[Stored data entries]
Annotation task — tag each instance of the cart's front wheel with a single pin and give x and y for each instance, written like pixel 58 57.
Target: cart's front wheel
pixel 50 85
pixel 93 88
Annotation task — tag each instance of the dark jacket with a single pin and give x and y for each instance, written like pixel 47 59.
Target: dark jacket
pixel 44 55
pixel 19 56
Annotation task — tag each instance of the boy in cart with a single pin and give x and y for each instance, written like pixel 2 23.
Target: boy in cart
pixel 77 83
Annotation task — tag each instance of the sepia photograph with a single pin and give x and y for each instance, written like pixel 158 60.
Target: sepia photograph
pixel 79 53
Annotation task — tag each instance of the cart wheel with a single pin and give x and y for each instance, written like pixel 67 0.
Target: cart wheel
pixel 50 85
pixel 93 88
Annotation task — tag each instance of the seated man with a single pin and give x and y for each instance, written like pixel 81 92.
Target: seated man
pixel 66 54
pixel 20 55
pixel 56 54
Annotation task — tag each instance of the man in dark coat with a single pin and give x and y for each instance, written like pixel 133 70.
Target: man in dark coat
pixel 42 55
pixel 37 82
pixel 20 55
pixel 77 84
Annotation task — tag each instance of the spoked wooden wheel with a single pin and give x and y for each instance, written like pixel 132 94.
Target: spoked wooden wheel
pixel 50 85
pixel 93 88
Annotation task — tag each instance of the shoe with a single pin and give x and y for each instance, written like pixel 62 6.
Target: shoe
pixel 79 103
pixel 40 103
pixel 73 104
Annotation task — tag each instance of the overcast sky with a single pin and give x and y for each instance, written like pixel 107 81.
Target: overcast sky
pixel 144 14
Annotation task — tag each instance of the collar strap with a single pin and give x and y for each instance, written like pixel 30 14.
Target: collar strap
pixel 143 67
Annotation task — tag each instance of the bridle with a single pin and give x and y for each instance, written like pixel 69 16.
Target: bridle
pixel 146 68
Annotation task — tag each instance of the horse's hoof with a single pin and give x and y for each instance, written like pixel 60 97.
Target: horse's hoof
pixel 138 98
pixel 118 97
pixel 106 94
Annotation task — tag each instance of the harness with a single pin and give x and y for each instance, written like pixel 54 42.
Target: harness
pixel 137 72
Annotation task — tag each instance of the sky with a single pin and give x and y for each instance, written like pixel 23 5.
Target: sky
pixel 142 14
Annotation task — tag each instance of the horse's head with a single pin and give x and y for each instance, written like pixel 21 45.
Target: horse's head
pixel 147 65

→ **EXERCISE INSTRUCTIONS**
Your output should be the lines from the one with "Annotation task — tag each instance of the collar" through the end of the records above, copied exactly.

→ **RESPONSE BOX**
Annotation task — tag each instance of the collar strap with a single pin and give x and y for each instance, written like pixel 30 14.
Target: collar strap
pixel 143 67
Annotation task — tag each instance of the bridle with a single pin and give x and y for each instance, written like pixel 69 16.
Target: bridle
pixel 146 68
Annotation task — tag each instance of the horse's hoof with a single pin and give x and y for each instance, written like pixel 60 97.
Target: horse's hoof
pixel 138 98
pixel 118 97
pixel 106 94
Annotation task — tag each instance of the harness with a single pin and give x and y for each instance, written like pixel 54 42.
Target: harness
pixel 137 72
Annotation task — tag each instance of the sky with a single pin and give x and y for each instance, written like pixel 23 5.
Target: sky
pixel 142 14
Annotation task — tag each instance of the horse's head with a single pin and give x and y for each instance, written like pixel 21 45.
Target: horse's head
pixel 147 65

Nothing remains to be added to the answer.